> [Directions]: Please copy the records below exactly as they appear, from the start of the records down to the line that contains "[207,0,503,110]", including that line.

> [Excerpts of labeled region data]:
---------------

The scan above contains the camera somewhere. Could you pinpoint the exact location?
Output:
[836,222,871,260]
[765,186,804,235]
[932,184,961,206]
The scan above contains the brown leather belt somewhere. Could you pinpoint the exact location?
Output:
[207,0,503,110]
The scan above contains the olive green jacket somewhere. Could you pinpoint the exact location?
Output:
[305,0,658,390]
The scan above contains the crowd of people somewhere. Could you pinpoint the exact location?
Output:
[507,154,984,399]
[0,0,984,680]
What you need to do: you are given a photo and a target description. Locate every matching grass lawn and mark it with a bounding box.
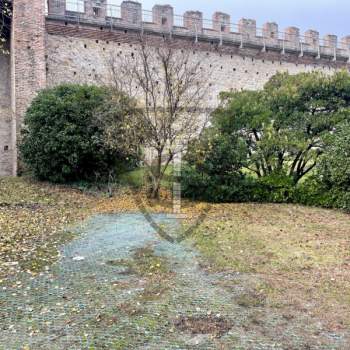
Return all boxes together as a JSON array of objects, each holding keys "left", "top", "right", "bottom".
[{"left": 0, "top": 178, "right": 350, "bottom": 349}]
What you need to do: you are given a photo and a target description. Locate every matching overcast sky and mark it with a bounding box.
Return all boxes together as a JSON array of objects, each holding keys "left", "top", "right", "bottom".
[{"left": 109, "top": 0, "right": 350, "bottom": 38}]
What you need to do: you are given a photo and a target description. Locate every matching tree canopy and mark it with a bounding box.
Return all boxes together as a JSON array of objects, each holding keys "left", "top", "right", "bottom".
[
  {"left": 20, "top": 84, "right": 136, "bottom": 182},
  {"left": 213, "top": 72, "right": 350, "bottom": 183}
]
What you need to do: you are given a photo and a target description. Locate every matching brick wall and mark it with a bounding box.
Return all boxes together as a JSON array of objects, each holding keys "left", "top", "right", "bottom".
[
  {"left": 0, "top": 7, "right": 348, "bottom": 175},
  {"left": 46, "top": 22, "right": 345, "bottom": 108},
  {"left": 0, "top": 49, "right": 12, "bottom": 176}
]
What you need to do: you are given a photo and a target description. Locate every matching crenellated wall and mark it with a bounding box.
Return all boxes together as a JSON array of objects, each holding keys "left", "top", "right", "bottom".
[
  {"left": 0, "top": 47, "right": 13, "bottom": 176},
  {"left": 0, "top": 0, "right": 350, "bottom": 176}
]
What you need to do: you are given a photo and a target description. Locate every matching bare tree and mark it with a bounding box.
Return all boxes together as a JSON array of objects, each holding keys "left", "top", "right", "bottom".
[
  {"left": 0, "top": 0, "right": 12, "bottom": 53},
  {"left": 108, "top": 38, "right": 210, "bottom": 198}
]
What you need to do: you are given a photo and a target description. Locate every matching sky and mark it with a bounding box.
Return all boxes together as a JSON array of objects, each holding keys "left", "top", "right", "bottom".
[{"left": 109, "top": 0, "right": 350, "bottom": 39}]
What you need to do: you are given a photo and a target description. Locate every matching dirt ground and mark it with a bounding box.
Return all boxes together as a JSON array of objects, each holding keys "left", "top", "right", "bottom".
[{"left": 0, "top": 179, "right": 350, "bottom": 350}]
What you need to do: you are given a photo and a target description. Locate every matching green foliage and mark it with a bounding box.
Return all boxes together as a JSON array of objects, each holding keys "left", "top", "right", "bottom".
[
  {"left": 182, "top": 128, "right": 248, "bottom": 202},
  {"left": 213, "top": 72, "right": 350, "bottom": 184},
  {"left": 182, "top": 72, "right": 350, "bottom": 209},
  {"left": 20, "top": 85, "right": 135, "bottom": 182},
  {"left": 318, "top": 124, "right": 350, "bottom": 191}
]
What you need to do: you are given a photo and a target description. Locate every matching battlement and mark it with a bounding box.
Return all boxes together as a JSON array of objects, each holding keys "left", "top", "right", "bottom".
[{"left": 47, "top": 0, "right": 350, "bottom": 62}]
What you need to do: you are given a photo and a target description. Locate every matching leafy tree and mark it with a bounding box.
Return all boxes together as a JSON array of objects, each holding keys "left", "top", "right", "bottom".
[
  {"left": 20, "top": 85, "right": 135, "bottom": 182},
  {"left": 182, "top": 128, "right": 248, "bottom": 202},
  {"left": 318, "top": 123, "right": 350, "bottom": 191},
  {"left": 213, "top": 72, "right": 350, "bottom": 184}
]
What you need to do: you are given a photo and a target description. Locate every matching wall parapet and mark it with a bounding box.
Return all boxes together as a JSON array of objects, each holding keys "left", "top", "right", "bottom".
[{"left": 47, "top": 0, "right": 350, "bottom": 62}]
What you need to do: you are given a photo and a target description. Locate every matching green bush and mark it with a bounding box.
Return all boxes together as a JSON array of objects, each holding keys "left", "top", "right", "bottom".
[{"left": 20, "top": 84, "right": 134, "bottom": 182}]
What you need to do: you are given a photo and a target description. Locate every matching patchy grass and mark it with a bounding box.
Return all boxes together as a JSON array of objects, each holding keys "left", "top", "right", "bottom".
[
  {"left": 192, "top": 204, "right": 350, "bottom": 330},
  {"left": 0, "top": 178, "right": 350, "bottom": 349},
  {"left": 0, "top": 178, "right": 92, "bottom": 279}
]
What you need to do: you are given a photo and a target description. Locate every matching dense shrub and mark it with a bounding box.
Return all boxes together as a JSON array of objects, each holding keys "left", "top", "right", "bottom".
[
  {"left": 182, "top": 72, "right": 350, "bottom": 210},
  {"left": 20, "top": 84, "right": 135, "bottom": 182}
]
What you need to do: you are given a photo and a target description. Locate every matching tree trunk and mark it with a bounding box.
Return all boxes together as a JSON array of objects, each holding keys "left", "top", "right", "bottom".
[{"left": 151, "top": 152, "right": 162, "bottom": 199}]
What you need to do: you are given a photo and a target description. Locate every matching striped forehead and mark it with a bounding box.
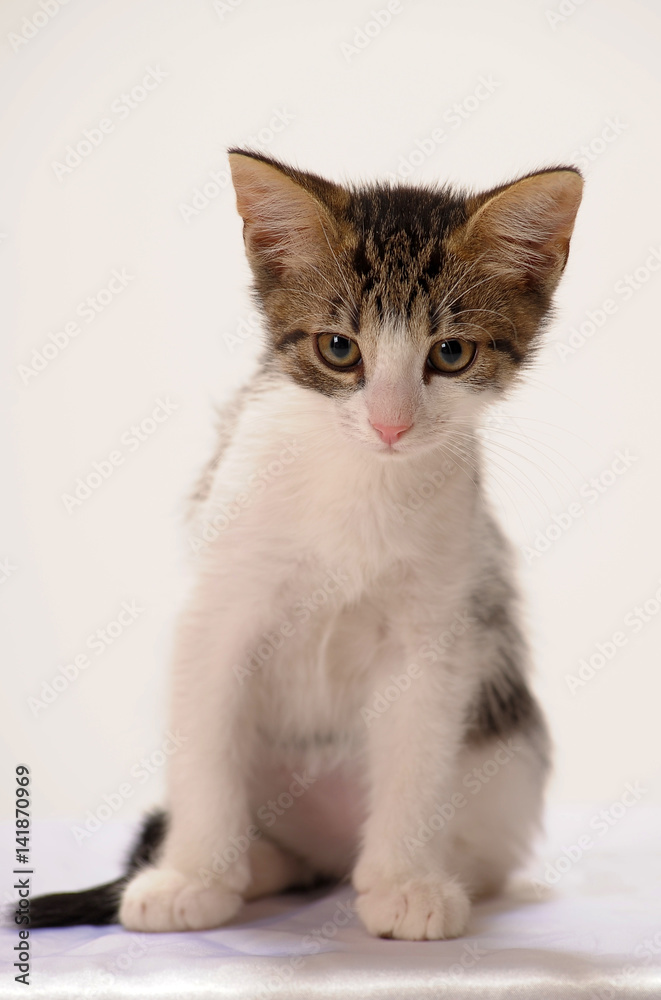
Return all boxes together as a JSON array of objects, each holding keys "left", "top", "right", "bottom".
[{"left": 352, "top": 188, "right": 464, "bottom": 324}]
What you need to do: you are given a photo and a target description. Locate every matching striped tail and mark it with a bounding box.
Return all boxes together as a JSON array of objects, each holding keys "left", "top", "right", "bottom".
[{"left": 30, "top": 811, "right": 167, "bottom": 929}]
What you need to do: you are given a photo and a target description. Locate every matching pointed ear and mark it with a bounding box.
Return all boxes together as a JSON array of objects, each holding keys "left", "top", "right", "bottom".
[
  {"left": 457, "top": 169, "right": 583, "bottom": 292},
  {"left": 229, "top": 152, "right": 336, "bottom": 275}
]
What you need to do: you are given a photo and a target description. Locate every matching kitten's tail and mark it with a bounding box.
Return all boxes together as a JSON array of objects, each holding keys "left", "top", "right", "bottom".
[{"left": 23, "top": 811, "right": 167, "bottom": 929}]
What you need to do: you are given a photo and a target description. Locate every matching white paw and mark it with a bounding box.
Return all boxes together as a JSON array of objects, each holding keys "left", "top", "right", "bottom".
[
  {"left": 356, "top": 875, "right": 470, "bottom": 941},
  {"left": 119, "top": 868, "right": 243, "bottom": 931}
]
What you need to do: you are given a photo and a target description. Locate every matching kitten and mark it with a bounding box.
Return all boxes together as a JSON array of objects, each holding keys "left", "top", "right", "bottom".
[{"left": 32, "top": 149, "right": 582, "bottom": 940}]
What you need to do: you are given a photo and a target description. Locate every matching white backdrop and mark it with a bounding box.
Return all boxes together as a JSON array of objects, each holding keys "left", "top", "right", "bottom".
[{"left": 0, "top": 0, "right": 661, "bottom": 820}]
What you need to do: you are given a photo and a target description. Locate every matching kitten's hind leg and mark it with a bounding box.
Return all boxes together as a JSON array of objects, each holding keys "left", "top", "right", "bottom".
[{"left": 445, "top": 732, "right": 548, "bottom": 899}]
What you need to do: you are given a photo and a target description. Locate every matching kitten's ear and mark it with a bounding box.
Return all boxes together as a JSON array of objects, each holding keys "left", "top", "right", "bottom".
[
  {"left": 457, "top": 168, "right": 583, "bottom": 292},
  {"left": 229, "top": 151, "right": 336, "bottom": 275}
]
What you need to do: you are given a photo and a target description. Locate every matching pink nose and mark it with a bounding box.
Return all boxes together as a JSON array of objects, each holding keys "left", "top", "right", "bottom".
[{"left": 372, "top": 423, "right": 412, "bottom": 444}]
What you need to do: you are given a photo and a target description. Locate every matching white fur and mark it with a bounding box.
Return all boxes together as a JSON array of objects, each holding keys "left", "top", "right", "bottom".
[{"left": 120, "top": 332, "right": 542, "bottom": 939}]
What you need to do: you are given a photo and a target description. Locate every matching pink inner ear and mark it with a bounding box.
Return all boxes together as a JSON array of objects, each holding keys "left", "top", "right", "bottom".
[{"left": 230, "top": 153, "right": 331, "bottom": 265}]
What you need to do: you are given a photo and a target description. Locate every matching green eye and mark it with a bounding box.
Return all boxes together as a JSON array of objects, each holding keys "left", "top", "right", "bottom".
[
  {"left": 427, "top": 339, "right": 477, "bottom": 375},
  {"left": 317, "top": 333, "right": 360, "bottom": 368}
]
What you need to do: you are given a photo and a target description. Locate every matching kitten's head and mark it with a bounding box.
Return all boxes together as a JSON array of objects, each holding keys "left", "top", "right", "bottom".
[{"left": 230, "top": 149, "right": 583, "bottom": 458}]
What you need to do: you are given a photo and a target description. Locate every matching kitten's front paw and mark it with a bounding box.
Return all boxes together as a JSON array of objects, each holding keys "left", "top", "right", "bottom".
[
  {"left": 119, "top": 868, "right": 243, "bottom": 931},
  {"left": 356, "top": 875, "right": 470, "bottom": 941}
]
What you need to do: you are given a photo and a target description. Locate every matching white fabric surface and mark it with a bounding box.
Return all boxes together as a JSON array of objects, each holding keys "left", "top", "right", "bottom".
[{"left": 0, "top": 805, "right": 661, "bottom": 1000}]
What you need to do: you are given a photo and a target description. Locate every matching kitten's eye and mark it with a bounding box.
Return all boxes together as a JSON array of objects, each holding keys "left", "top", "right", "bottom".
[
  {"left": 317, "top": 333, "right": 360, "bottom": 368},
  {"left": 427, "top": 340, "right": 477, "bottom": 375}
]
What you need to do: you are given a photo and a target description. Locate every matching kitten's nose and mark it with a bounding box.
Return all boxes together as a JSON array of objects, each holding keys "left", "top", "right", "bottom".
[{"left": 370, "top": 421, "right": 413, "bottom": 444}]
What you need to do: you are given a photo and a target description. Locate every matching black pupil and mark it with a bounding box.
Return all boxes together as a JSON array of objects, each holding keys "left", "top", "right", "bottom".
[
  {"left": 330, "top": 337, "right": 351, "bottom": 361},
  {"left": 441, "top": 340, "right": 463, "bottom": 365}
]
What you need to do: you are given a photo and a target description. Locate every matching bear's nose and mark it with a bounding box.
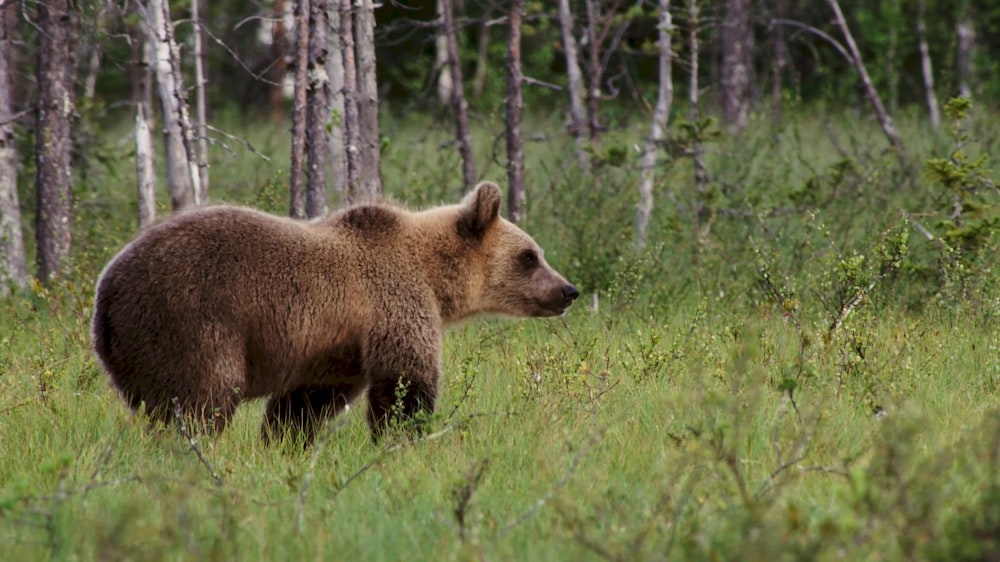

---------------

> [Expected answer]:
The scan above contains the camera somewhere. Could you pinpoint the exact location?
Output:
[836,222,871,260]
[765,186,804,235]
[932,184,961,206]
The scan above contains the brown leather belt somewhere. Could you pinpoint the exact location?
Output:
[207,0,503,110]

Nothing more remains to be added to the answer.